▶ [AIM OF THE TASK] Copy the listing below, beginning at the line that has "If you could identify the dark hair" and continuing to its end, with "luggage wheel" substituted for "suitcase wheel" and all else unchanged.

---------- ROWS ----------

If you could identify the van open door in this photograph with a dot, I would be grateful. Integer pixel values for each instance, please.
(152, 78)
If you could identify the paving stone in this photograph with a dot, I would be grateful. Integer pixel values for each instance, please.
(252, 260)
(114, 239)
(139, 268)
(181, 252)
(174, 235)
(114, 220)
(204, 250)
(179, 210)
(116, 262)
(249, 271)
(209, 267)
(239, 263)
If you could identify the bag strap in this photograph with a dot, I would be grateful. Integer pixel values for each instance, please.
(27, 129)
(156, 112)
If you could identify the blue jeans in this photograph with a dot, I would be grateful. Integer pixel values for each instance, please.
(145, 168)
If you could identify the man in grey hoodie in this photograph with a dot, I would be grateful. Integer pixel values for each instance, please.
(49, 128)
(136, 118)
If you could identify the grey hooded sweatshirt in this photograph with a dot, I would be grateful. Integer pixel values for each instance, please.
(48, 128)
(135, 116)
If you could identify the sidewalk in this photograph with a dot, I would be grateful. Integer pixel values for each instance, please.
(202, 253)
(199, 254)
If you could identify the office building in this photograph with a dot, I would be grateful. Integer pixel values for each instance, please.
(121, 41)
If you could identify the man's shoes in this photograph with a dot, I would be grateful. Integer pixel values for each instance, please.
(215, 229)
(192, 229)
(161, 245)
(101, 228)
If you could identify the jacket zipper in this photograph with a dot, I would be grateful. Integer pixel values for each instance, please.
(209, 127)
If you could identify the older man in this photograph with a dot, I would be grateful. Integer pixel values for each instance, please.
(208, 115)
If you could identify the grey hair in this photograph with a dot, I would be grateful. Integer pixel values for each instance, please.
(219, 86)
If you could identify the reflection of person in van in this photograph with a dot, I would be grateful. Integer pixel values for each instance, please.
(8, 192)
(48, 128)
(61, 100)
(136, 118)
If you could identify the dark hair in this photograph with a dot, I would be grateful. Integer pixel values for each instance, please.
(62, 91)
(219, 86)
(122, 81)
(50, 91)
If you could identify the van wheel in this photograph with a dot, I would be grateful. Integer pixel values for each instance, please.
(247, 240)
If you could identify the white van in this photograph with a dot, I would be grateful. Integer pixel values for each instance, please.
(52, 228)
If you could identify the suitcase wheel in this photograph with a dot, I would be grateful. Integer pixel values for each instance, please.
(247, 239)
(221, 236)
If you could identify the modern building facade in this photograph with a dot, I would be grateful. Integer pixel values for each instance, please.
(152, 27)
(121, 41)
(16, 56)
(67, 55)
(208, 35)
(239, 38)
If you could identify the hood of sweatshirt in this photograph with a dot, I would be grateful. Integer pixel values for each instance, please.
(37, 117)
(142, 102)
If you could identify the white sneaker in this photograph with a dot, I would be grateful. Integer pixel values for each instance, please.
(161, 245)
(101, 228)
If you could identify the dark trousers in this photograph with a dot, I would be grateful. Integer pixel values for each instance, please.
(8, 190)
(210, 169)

----------

▶ [THE REPLY]
If you could identify the dark hair in this photograph with a dot, I would be grateful. Integer pixel values for each instance, please.
(62, 91)
(219, 86)
(122, 81)
(50, 91)
If you could identify the van wheel in this photograph with a dot, I would be grateful. Integer pixel values for each instance, please.
(247, 240)
If you could identify the white van in this photograph with a dot, I would be grateful. Integer pixel values for each instance, please.
(52, 228)
If you could identify the luggage wheel in this photograph with a dot, I would be grateful. Integer pixel values for each instance, please.
(247, 239)
(221, 236)
If you could identify the modern building facade in this photograph with a dot, I would be grateful. Integer pixel values for each instance, please.
(152, 27)
(121, 41)
(16, 56)
(67, 55)
(208, 35)
(239, 38)
If you could identify the hood of sweatshirt in this photograph with a dot, I would be grateful. Integer pixel values for each instance, please.
(37, 117)
(142, 102)
If you could identify the white sneaker in this photograph with a dot, I would be grateful. Integer pixel values for each instance, please.
(161, 245)
(101, 228)
If you could identify the dark trousers in this photograph with a dot, I would be grateful. Integer pixel values for each instance, please.
(8, 190)
(210, 169)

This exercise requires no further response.